____ Source extract

Bioengineering, Systems Biology
California Institute of Technology
Dr. Elowitz is also a professor of biology, bioengineering, and applied physics at the California Institute of Technology.
Dynamic Gene Circuits at the Single-Cell Level
Like the flickering green bacteria in one of his best known experiments, Michael Elowitz is a leading light in the field of synthetic biology.
In 2000, Elowitz broke open the fledgling science, which is concerned with understanding and building genetic circuits, by programming E. coli bacteria to blink like Christmas lights. The bacteria glow green after three genes in a looped sequence repress the next, one by one, and then spark a gene that turns on a fluorescent protein. After the circuit runs its course, the bacteria stop making the fluorescent protein and turn off until the cycle repeats.
"It's like a game of rock-paper-scissors," says Elowitz, who did the work with his adviser Stanislas Leibler. "You have three genes, and each one represses the next one." In the game, rock hammers scissors, scissors cut paper, and paper smothers rock. Except in this case, the final step also launches a flare.
Biologists told Elowitz the experiment wouldn't work—you can build and insert a new genetic circuit into living bacteria, but its behavior would be unpredictable. But it did work, and in 2000 the "Repressilator"—so called because it's a repressing oscillator—became one of the first human-made genetic circuits to operate inside an organism.
"I thought it had to work," says Elowitz. "But at the same time, the first time I saw it working, I was surprised. I was stunned, even."
Elowitz chose to develop an oscillator as his first genetic circuit for three reasons. First, as a trained physicist he knew that oscillators were workhorses in many physical systems. "A lot of things come down to simple harmonic oscillations," he says, such as a weight bobbing on a spring or swinging on a pendulum. Second, while a graduate student in Liebler's lab at Princeton University, he had become fascinated by biological oscillations, specifically, the natural clocks that dictate circadian rhythms. And finally, Elowitz says, "It seemed like a lot of fun to be able to program cells to flash on and off."
The urge to build genetic circuits surfaced early as Elowitz made the transition from physics to biology. As he read reams of genetics and molecular biology papers, Elowitz grew frustrated with the simple schematics that purported to describe how genes interact. "There was no sense of how well these diagrams could explain the complex behavior of the cell," he says. "It seemed pretty clear that if you really wanted to understand it, you had to start simple, and put together a minimal circuit from scratch."
Now Elowitz spends his time trying to dissect how key genetic circuits operate inside cells. "What do cells do?" he asks. "They control their own growth and development, they communicate with other cells, they differentiate, and they form structures. How they do each of these things is a fundamental question in biology. We're trying to understand them from the bottom up."

________
____ Data

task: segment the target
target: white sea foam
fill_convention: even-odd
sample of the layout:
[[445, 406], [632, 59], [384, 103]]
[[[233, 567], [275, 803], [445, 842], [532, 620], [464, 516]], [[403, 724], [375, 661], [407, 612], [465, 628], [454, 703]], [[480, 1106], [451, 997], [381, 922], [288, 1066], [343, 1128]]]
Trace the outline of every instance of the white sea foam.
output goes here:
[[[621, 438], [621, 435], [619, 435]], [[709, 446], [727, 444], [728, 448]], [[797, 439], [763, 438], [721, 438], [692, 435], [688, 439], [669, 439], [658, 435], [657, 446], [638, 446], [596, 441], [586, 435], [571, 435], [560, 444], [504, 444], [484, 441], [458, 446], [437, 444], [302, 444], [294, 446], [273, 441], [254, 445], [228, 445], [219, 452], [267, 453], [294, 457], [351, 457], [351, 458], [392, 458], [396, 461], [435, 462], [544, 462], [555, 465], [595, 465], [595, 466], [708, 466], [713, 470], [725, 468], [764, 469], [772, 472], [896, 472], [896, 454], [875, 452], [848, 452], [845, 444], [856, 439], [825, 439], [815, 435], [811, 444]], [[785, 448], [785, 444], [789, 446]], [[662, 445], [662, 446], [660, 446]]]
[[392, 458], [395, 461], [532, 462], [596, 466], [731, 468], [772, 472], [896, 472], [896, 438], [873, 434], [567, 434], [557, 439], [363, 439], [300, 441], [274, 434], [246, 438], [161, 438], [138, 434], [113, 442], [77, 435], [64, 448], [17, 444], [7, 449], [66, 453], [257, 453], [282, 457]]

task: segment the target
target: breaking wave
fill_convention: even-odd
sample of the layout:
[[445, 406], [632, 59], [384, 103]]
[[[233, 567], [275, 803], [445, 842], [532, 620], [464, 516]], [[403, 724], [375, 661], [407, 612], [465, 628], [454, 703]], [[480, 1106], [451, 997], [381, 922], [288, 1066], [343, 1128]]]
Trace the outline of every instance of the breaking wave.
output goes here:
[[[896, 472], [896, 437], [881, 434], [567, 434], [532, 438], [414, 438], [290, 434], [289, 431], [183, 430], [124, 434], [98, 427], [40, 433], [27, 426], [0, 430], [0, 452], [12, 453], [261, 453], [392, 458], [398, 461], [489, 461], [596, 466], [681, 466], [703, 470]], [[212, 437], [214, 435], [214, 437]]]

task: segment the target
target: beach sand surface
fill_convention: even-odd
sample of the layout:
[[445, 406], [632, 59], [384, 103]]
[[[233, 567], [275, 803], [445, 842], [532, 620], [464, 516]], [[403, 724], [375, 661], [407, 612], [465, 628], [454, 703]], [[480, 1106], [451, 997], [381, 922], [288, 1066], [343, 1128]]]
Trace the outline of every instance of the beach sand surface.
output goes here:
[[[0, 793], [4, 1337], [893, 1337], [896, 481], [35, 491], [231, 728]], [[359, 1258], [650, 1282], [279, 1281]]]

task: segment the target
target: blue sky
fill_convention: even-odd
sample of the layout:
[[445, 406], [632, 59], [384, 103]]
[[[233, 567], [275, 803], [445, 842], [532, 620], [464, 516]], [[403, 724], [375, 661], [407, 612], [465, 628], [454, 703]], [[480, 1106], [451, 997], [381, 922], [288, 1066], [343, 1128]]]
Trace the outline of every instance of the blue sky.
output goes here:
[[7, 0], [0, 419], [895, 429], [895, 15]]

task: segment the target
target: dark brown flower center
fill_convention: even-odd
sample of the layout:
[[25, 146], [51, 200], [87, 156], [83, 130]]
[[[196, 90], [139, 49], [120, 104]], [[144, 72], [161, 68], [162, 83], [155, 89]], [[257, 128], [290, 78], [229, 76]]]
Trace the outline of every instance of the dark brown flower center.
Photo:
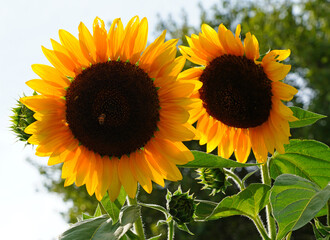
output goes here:
[[222, 123], [251, 128], [266, 122], [272, 107], [271, 81], [262, 66], [245, 56], [215, 58], [200, 76], [203, 105]]
[[73, 135], [100, 155], [130, 154], [157, 130], [159, 99], [152, 79], [131, 63], [94, 64], [66, 94], [66, 120]]

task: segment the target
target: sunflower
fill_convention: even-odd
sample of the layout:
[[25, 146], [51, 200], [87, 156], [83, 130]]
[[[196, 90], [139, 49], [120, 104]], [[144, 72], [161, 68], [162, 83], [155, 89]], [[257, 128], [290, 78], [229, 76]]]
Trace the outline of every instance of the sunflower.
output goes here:
[[60, 43], [42, 48], [53, 67], [32, 65], [41, 79], [27, 85], [40, 95], [20, 99], [36, 112], [25, 130], [36, 155], [63, 163], [65, 186], [85, 184], [98, 200], [180, 180], [176, 164], [193, 159], [182, 141], [195, 136], [187, 122], [195, 84], [177, 80], [185, 64], [177, 40], [165, 42], [164, 31], [146, 48], [147, 19], [138, 17], [125, 28], [115, 19], [108, 32], [99, 18], [93, 34], [78, 29], [79, 39], [60, 30]]
[[199, 35], [187, 37], [189, 47], [180, 51], [191, 62], [204, 67], [191, 68], [179, 80], [199, 80], [200, 89], [192, 97], [199, 99], [190, 111], [190, 122], [197, 121], [200, 144], [207, 152], [218, 147], [218, 155], [229, 158], [233, 152], [239, 162], [246, 162], [251, 148], [259, 163], [267, 161], [268, 152], [284, 152], [289, 143], [289, 121], [297, 120], [282, 100], [290, 101], [297, 90], [283, 83], [291, 66], [280, 63], [290, 50], [269, 51], [262, 59], [254, 35], [240, 39], [223, 24], [218, 33], [203, 24]]

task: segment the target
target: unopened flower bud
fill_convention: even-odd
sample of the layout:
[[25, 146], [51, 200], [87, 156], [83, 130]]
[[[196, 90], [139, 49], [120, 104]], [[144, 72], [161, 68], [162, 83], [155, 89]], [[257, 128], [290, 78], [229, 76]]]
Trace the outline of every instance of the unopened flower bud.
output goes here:
[[182, 193], [181, 188], [173, 194], [167, 193], [167, 209], [170, 215], [178, 224], [189, 223], [193, 220], [196, 205], [194, 203], [193, 194], [189, 195], [189, 191]]
[[12, 109], [13, 115], [10, 117], [12, 125], [11, 130], [16, 134], [19, 141], [27, 142], [31, 134], [24, 132], [25, 128], [31, 123], [35, 122], [36, 119], [33, 117], [34, 111], [28, 109], [20, 101], [17, 101], [17, 106]]
[[200, 184], [203, 184], [202, 189], [209, 189], [212, 192], [210, 195], [215, 195], [218, 192], [224, 192], [230, 183], [226, 180], [225, 173], [220, 168], [199, 168], [197, 170]]

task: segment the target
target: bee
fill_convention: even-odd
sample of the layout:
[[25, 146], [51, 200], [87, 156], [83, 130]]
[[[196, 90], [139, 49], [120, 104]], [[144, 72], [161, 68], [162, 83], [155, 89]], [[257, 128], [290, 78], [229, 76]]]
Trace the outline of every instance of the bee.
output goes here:
[[103, 125], [104, 124], [104, 119], [107, 115], [105, 115], [104, 113], [102, 113], [97, 119], [99, 120], [99, 124]]

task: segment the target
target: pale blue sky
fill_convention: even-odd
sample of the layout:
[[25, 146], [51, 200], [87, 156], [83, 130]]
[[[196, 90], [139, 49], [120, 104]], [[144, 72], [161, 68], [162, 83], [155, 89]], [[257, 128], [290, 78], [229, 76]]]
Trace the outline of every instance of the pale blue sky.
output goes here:
[[[181, 9], [189, 13], [189, 23], [199, 26], [199, 0], [1, 0], [0, 7], [0, 232], [1, 239], [49, 240], [67, 229], [58, 214], [67, 208], [60, 197], [36, 192], [42, 188], [41, 177], [26, 158], [46, 164], [47, 158], [34, 156], [31, 147], [16, 142], [9, 131], [10, 109], [23, 92], [31, 94], [25, 82], [37, 76], [31, 64], [49, 64], [41, 45], [58, 40], [58, 30], [77, 36], [79, 22], [91, 29], [99, 16], [106, 22], [121, 17], [124, 24], [138, 15], [147, 17], [149, 42], [153, 41], [157, 13], [169, 13], [180, 20]], [[203, 1], [208, 8], [216, 0]]]

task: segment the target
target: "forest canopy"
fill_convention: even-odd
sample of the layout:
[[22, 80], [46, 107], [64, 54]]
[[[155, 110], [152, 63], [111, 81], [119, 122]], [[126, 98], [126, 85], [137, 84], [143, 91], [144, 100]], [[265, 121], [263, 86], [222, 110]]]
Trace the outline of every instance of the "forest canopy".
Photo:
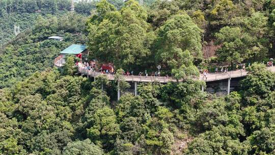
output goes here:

________

- [Problems to solve]:
• 1. In the profile of Michael Elowitz, why is the Repressilator given that name?
• 2. Carry on the profile of Michael Elowitz from the point where it stops, adding the next part of the text.

- [Answers for the exercise]:
• 1. It is a repressing oscillator.

• 2.
He's particularly interested in learning how cells make decisions about what type of cell to become. To delve into this phenomenon, he chose a model bacterium called Bacillus subtilis, which sometimes switches on a program that lets it gobble up DNA from its environment. This state, called competence, happens seemingly spontaneously. And in a dish of genetically identical B. subtilis, only 5–10 percent of the bacteria will flip into competence mode. "Why is it when you put these identical cells in the same environment, they do different things?" asks Elowitz. "It illustrates a basic phenomenon in biology. There's a lot of variability among cells that is not genetic."
Using methods he developed—such as a means to track and make movies of individual bacteria as they switch certain genes on and off—Elowitz, his postdoctoral fellow Gürol Süel, and his collaborator Jordi Garcia-Ojalvo discovered that competence is triggered by natural and random fluctuations inside individual cells. That is, sometimes one of the bacteria randomly makes a larger-than-normal amount of a specific protein. This excess protein then triggers the genetic competence program, causing the cell to become competent for a while and then switch back to its original state.
This research was built on discoveries that Elowitz, working with Peter Swain and other colleagues at the Rockefeller University, published in 2002. They showed that key properties of the cell, such as how actively it turns out different proteins, are intrinsically random. This principle overturns decades of dogma that said that genes—and networks of genes—operate in a completely predictable and fixed fashion.
This principle may apply not just in bacteria but also in complex multicellular organisms, like people, that grow and develop from a single cell. Elowitz is now asking how randomness is used, somewhat paradoxically, to more accurately control the shapes and patterns that make organisms work. To do that, he is trying to see whether methods like those he's used in bacteria can also work in the much larger and more complex animal cells. While these projects are just beginning, Elowitz is hopeful they will someday help us to better understand, and control, the behavior of both bacterial and animal cells.